## EXERCISE TASK
Please rewrite the stretch of rows from the line containing "segment **red tiled roof**" through the line containing "M 280 48 L 280", requests included. Multiply every coordinate in the path data by 0.85 and round each result to a whole number, with halves rounded up.

Segmentation labeling entries

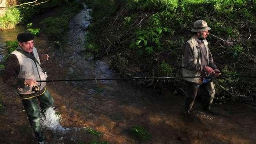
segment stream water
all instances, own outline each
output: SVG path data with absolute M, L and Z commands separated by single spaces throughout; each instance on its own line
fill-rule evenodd
M 95 61 L 85 52 L 85 30 L 91 19 L 91 10 L 85 7 L 70 21 L 67 45 L 56 48 L 43 34 L 35 38 L 35 45 L 39 52 L 50 56 L 50 60 L 42 64 L 48 80 L 116 76 L 108 65 L 107 57 Z M 7 53 L 5 42 L 15 40 L 17 34 L 25 30 L 21 26 L 0 31 L 0 60 Z M 46 141 L 52 144 L 87 144 L 94 140 L 113 144 L 256 143 L 253 134 L 256 111 L 252 111 L 253 108 L 242 104 L 217 106 L 215 108 L 222 114 L 213 116 L 201 112 L 201 104 L 197 102 L 196 120 L 188 122 L 182 117 L 183 96 L 168 90 L 156 92 L 133 82 L 47 83 L 55 107 L 47 111 L 47 120 L 41 121 Z M 35 143 L 15 89 L 1 80 L 0 83 L 0 96 L 5 112 L 0 115 L 0 122 L 6 124 L 0 127 L 3 136 L 0 143 Z M 143 141 L 131 134 L 130 130 L 138 126 L 144 127 L 151 138 Z M 100 136 L 89 132 L 92 129 L 100 132 Z

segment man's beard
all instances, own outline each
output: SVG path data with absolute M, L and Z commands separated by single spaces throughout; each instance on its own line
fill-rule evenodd
M 202 35 L 202 33 L 201 33 L 199 35 L 199 36 L 198 37 L 198 39 L 200 40 L 205 40 L 205 39 L 206 39 L 206 37 L 205 37 L 205 38 L 204 38 L 203 36 Z

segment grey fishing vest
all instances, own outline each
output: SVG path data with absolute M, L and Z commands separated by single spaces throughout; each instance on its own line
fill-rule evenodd
M 208 47 L 208 42 L 206 40 L 203 40 L 206 49 L 206 54 L 207 55 L 207 63 L 209 62 L 209 49 Z M 199 63 L 200 65 L 201 63 L 201 58 L 200 55 L 200 48 L 199 47 L 198 43 L 196 41 L 194 37 L 193 37 L 189 40 L 186 43 L 188 43 L 189 44 L 190 48 L 192 49 L 193 51 L 193 54 L 194 55 L 194 63 L 196 64 L 197 63 Z M 183 67 L 184 66 L 184 63 L 183 61 L 183 55 L 182 55 L 182 65 Z M 185 68 L 182 69 L 182 73 L 183 77 L 198 77 L 201 75 L 201 71 L 191 71 Z M 199 77 L 185 78 L 184 79 L 191 82 L 193 82 L 196 83 L 199 83 L 201 82 L 201 78 Z
M 18 48 L 21 49 L 19 47 Z M 40 79 L 41 81 L 46 80 L 47 77 L 47 75 L 46 74 L 46 72 L 43 71 L 40 66 L 41 62 L 39 58 L 39 56 L 36 49 L 34 47 L 33 48 L 33 53 L 39 64 L 37 63 L 35 63 L 31 59 L 16 50 L 12 53 L 11 54 L 16 56 L 19 64 L 19 73 L 18 77 L 19 78 L 26 79 L 34 79 L 36 81 L 40 80 Z M 37 85 L 40 86 L 40 90 L 42 90 L 45 86 L 46 83 L 38 83 Z M 17 90 L 18 93 L 22 95 L 28 95 L 35 93 L 34 91 L 32 90 L 32 88 L 28 85 L 25 85 L 23 88 L 18 88 Z

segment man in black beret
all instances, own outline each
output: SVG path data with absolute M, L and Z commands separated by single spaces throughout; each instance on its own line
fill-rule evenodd
M 19 46 L 7 58 L 3 80 L 7 84 L 17 88 L 36 141 L 42 142 L 44 137 L 40 127 L 40 112 L 36 99 L 40 102 L 41 112 L 43 114 L 52 106 L 54 100 L 46 88 L 46 83 L 36 81 L 46 80 L 47 75 L 41 67 L 40 60 L 48 60 L 49 57 L 47 54 L 38 54 L 34 47 L 35 37 L 31 33 L 22 32 L 17 38 Z

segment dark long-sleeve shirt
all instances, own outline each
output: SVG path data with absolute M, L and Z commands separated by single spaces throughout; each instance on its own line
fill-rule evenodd
M 33 53 L 29 54 L 33 55 Z M 45 61 L 46 57 L 45 54 L 39 55 L 40 60 Z M 17 88 L 24 87 L 24 79 L 18 78 L 20 69 L 19 63 L 16 56 L 11 54 L 7 59 L 3 71 L 3 80 L 8 85 Z
M 194 63 L 194 52 L 191 49 L 188 43 L 185 44 L 183 49 L 183 62 L 185 68 L 189 70 L 195 71 L 202 71 L 205 67 L 209 66 L 214 70 L 217 68 L 214 63 L 211 53 L 209 50 L 209 64 L 207 64 L 206 49 L 202 41 L 196 38 L 200 48 L 201 64 L 199 63 Z

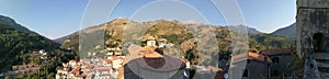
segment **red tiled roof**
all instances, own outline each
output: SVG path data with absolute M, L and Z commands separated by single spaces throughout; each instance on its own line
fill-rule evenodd
M 261 60 L 261 61 L 265 61 L 265 57 L 266 57 L 264 55 L 260 55 L 260 54 L 257 54 L 257 53 L 248 53 L 248 56 L 253 58 L 253 59 Z M 272 63 L 270 57 L 266 57 L 266 59 L 268 59 L 268 63 Z
M 280 48 L 280 49 L 266 49 L 262 50 L 261 54 L 270 56 L 270 55 L 279 55 L 279 54 L 293 54 L 296 53 L 295 48 Z

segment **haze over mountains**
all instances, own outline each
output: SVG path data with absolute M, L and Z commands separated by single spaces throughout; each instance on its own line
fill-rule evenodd
M 29 29 L 15 23 L 14 20 L 0 15 L 0 71 L 10 66 L 24 64 L 25 54 L 58 48 L 58 44 Z
M 143 35 L 139 31 L 148 26 L 150 27 L 146 30 Z M 292 45 L 294 45 L 294 41 L 280 35 L 288 34 L 283 32 L 292 32 L 291 30 L 294 30 L 293 26 L 294 25 L 281 29 L 271 34 L 264 34 L 257 31 L 256 29 L 247 27 L 249 33 L 250 49 L 262 50 L 270 48 L 291 47 Z M 192 34 L 192 32 L 203 34 L 213 32 L 216 37 L 215 41 L 217 42 L 217 44 L 215 45 L 217 46 L 208 46 L 207 44 L 198 45 L 195 37 L 202 38 L 203 41 L 209 41 L 211 37 L 207 37 L 203 34 L 195 36 Z M 179 50 L 180 53 L 183 53 L 183 55 L 188 50 L 197 53 L 197 46 L 206 47 L 206 52 L 213 52 L 214 49 L 216 49 L 216 47 L 219 50 L 227 50 L 229 49 L 229 47 L 231 47 L 231 36 L 229 33 L 230 31 L 227 29 L 227 26 L 213 26 L 207 24 L 197 24 L 195 22 L 182 23 L 174 20 L 134 22 L 124 18 L 115 19 L 113 21 L 97 26 L 91 26 L 81 31 L 81 34 L 88 35 L 88 37 L 91 38 L 89 42 L 92 45 L 88 46 L 87 48 L 89 49 L 87 50 L 94 50 L 93 48 L 98 46 L 98 44 L 103 44 L 104 42 L 105 46 L 115 46 L 115 44 L 117 43 L 136 42 L 138 40 L 145 40 L 148 36 L 155 36 L 156 38 L 166 38 L 169 43 L 177 45 L 177 47 L 174 48 L 164 49 L 168 50 L 166 53 L 170 54 L 171 50 Z M 104 35 L 104 42 L 94 40 L 97 38 L 97 36 L 100 36 L 102 34 Z M 79 32 L 76 32 L 68 36 L 57 38 L 55 40 L 55 42 L 61 43 L 60 48 L 78 50 L 79 36 Z M 86 36 L 82 36 L 82 38 L 86 38 Z M 22 55 L 29 54 L 33 50 L 46 49 L 52 52 L 55 49 L 59 49 L 58 44 L 55 42 L 30 31 L 24 26 L 21 26 L 20 24 L 15 23 L 14 20 L 8 16 L 0 15 L 0 55 L 4 56 L 0 58 L 0 71 L 10 69 L 10 66 L 12 65 L 23 64 Z M 211 54 L 218 53 L 201 53 L 200 55 Z
M 179 22 L 179 21 L 175 21 L 175 22 Z M 184 22 L 181 22 L 181 23 L 182 24 L 202 24 L 201 22 L 197 22 L 197 21 L 194 21 L 194 20 L 188 20 L 188 21 L 184 21 Z M 207 24 L 205 24 L 205 25 L 207 25 Z M 84 30 L 88 30 L 88 29 L 84 29 Z M 248 34 L 261 34 L 262 33 L 262 32 L 258 31 L 257 29 L 253 29 L 253 27 L 250 27 L 250 26 L 247 26 L 247 31 L 248 31 Z M 55 38 L 54 41 L 57 42 L 57 43 L 63 43 L 65 40 L 69 38 L 69 36 L 72 36 L 72 35 L 76 35 L 76 34 L 78 34 L 78 32 L 75 32 L 75 33 L 72 33 L 70 35 L 67 35 L 67 36 Z M 282 36 L 286 36 L 288 38 L 295 40 L 295 37 L 296 37 L 296 25 L 294 23 L 290 26 L 279 29 L 279 30 L 274 31 L 273 33 L 269 33 L 269 34 L 282 35 Z

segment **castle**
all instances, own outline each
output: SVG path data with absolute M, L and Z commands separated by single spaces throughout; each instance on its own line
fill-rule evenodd
M 296 30 L 304 78 L 329 78 L 329 0 L 297 0 Z

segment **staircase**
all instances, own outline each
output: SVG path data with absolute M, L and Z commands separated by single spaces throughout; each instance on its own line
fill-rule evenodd
M 321 79 L 329 79 L 329 53 L 315 53 L 314 59 Z
M 304 79 L 321 79 L 315 59 L 305 59 Z

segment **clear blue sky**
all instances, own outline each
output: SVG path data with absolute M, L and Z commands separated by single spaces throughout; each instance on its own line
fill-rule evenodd
M 154 0 L 122 0 L 107 21 L 115 18 L 131 18 L 134 12 L 151 1 Z M 201 12 L 209 24 L 226 25 L 220 12 L 211 1 L 181 1 Z M 296 0 L 238 0 L 238 3 L 245 16 L 246 25 L 261 32 L 271 33 L 295 22 Z M 23 26 L 46 37 L 57 38 L 80 29 L 80 21 L 87 4 L 88 0 L 0 0 L 0 14 L 10 16 Z M 146 13 L 145 15 L 151 14 Z M 133 20 L 138 22 L 155 19 Z M 162 16 L 162 19 L 175 18 Z M 185 21 L 186 19 L 178 18 L 178 20 Z M 202 20 L 196 21 L 203 22 Z

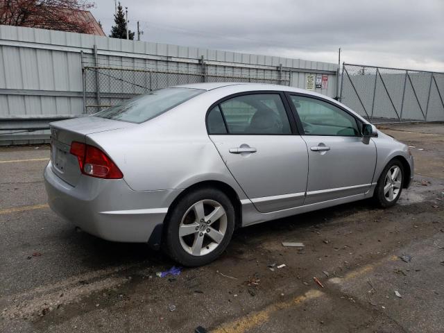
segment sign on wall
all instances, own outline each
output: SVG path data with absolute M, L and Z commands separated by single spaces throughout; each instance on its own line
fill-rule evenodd
M 328 87 L 328 76 L 323 75 L 322 76 L 322 89 L 327 89 Z
M 305 89 L 307 90 L 314 90 L 314 75 L 307 74 Z
M 321 83 L 322 83 L 322 75 L 316 74 L 316 89 L 321 89 Z

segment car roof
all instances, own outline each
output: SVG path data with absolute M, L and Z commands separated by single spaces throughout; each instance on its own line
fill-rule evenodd
M 315 92 L 305 90 L 300 88 L 296 88 L 295 87 L 289 87 L 288 85 L 271 85 L 268 83 L 250 83 L 242 82 L 214 82 L 214 83 L 189 83 L 187 85 L 176 85 L 174 87 L 183 87 L 190 89 L 201 89 L 203 90 L 213 90 L 214 89 L 223 88 L 225 87 L 230 87 L 232 85 L 238 85 L 241 90 L 246 92 L 251 90 L 279 90 L 279 91 L 287 91 L 295 92 L 304 92 L 304 93 L 313 93 Z
M 322 94 L 319 94 L 311 90 L 306 90 L 305 89 L 296 88 L 295 87 L 289 87 L 288 85 L 271 85 L 268 83 L 239 83 L 239 82 L 216 82 L 216 83 L 191 83 L 187 85 L 176 85 L 174 87 L 184 87 L 190 89 L 201 89 L 206 90 L 207 92 L 225 92 L 227 91 L 228 94 L 248 92 L 260 90 L 275 90 L 279 92 L 290 92 L 303 94 L 305 95 L 311 95 L 313 96 L 319 97 L 323 100 L 330 101 L 334 105 L 340 105 L 343 108 L 345 108 L 352 112 L 353 114 L 359 118 L 364 123 L 370 123 L 362 116 L 359 114 L 355 111 L 348 108 L 347 105 L 342 104 L 340 102 L 328 97 Z M 205 94 L 203 94 L 203 95 Z

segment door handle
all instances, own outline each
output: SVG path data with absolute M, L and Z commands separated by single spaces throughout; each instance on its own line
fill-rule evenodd
M 310 151 L 325 151 L 330 150 L 330 147 L 328 146 L 314 146 L 313 147 L 310 147 Z
M 241 153 L 256 153 L 257 151 L 256 150 L 255 148 L 239 147 L 239 148 L 230 148 L 228 151 L 232 154 L 240 154 Z

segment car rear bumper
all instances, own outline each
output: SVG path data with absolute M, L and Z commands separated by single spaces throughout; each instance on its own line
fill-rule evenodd
M 44 176 L 48 203 L 56 213 L 89 234 L 114 241 L 147 242 L 180 191 L 133 191 L 123 179 L 84 175 L 72 187 L 53 173 L 51 162 Z

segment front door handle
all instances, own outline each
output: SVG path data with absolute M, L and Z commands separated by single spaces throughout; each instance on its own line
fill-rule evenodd
M 252 147 L 239 147 L 230 148 L 228 151 L 232 154 L 240 154 L 241 153 L 256 153 L 257 151 L 255 148 Z
M 310 147 L 310 151 L 325 151 L 330 150 L 330 147 L 328 146 L 314 146 L 313 147 Z

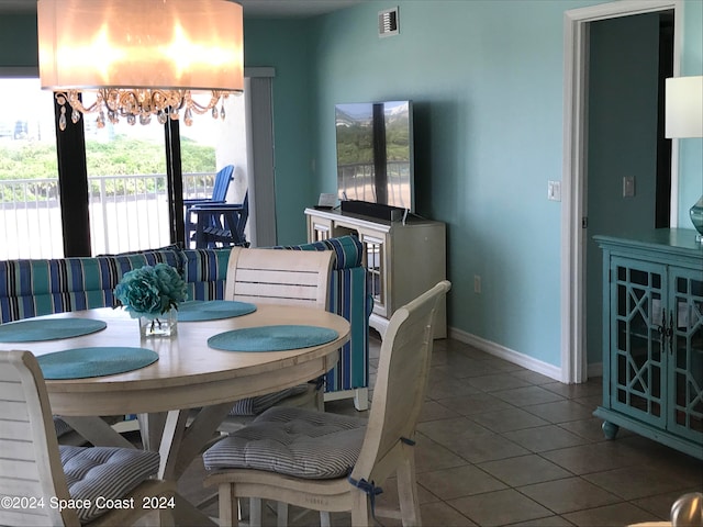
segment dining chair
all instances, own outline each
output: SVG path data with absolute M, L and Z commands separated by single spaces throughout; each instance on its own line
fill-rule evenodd
M 215 175 L 215 180 L 212 186 L 212 194 L 210 198 L 191 198 L 183 200 L 183 206 L 186 208 L 186 240 L 189 240 L 196 232 L 196 221 L 193 221 L 191 215 L 191 209 L 197 205 L 224 203 L 232 179 L 234 179 L 234 166 L 227 165 L 226 167 L 221 168 Z
M 435 313 L 450 287 L 442 281 L 393 313 L 381 343 L 368 422 L 274 407 L 203 453 L 210 472 L 204 484 L 219 489 L 220 525 L 238 525 L 241 497 L 326 513 L 350 511 L 354 526 L 370 525 L 371 516 L 421 525 L 414 436 L 427 388 Z M 381 485 L 392 475 L 400 512 L 376 507 Z M 259 519 L 250 518 L 250 525 Z M 328 525 L 328 514 L 322 519 Z
M 293 304 L 325 310 L 332 250 L 274 250 L 234 247 L 227 265 L 224 300 L 253 304 Z M 324 408 L 324 391 L 309 382 L 235 403 L 221 429 L 252 421 L 275 404 Z
M 172 525 L 175 485 L 150 479 L 158 452 L 58 445 L 30 351 L 0 351 L 0 525 L 124 526 L 154 513 L 147 507 L 155 504 L 165 507 L 160 525 Z M 72 508 L 71 501 L 82 506 Z

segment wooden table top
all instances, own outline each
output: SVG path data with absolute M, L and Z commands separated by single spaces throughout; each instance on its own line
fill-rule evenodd
M 107 377 L 47 380 L 52 410 L 60 415 L 116 415 L 192 408 L 270 393 L 314 379 L 334 367 L 349 339 L 349 323 L 333 313 L 298 305 L 259 305 L 248 315 L 179 322 L 174 337 L 140 337 L 138 321 L 123 310 L 98 309 L 38 318 L 96 318 L 108 327 L 60 340 L 1 343 L 0 349 L 29 349 L 36 356 L 64 349 L 120 346 L 156 351 L 145 368 Z M 302 324 L 334 329 L 338 338 L 309 348 L 238 352 L 208 347 L 208 338 L 231 329 Z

## RESULT OF THIS EXERCISE
segment **red tiled roof**
all instances, own outline each
output: SVG path data with absolute M, L and Z commands separated by single spaces throughout; each instance on its own line
fill-rule evenodd
M 222 51 L 222 52 L 225 52 L 225 48 L 226 48 L 224 47 L 221 47 L 221 46 L 218 46 L 218 45 L 211 45 L 211 48 L 215 49 L 215 50 Z M 231 54 L 230 48 L 226 48 L 226 50 L 228 50 L 228 54 Z
M 238 41 L 238 42 L 226 42 L 223 43 L 222 46 L 230 48 L 230 47 L 237 47 L 237 46 L 249 46 L 252 45 L 251 41 Z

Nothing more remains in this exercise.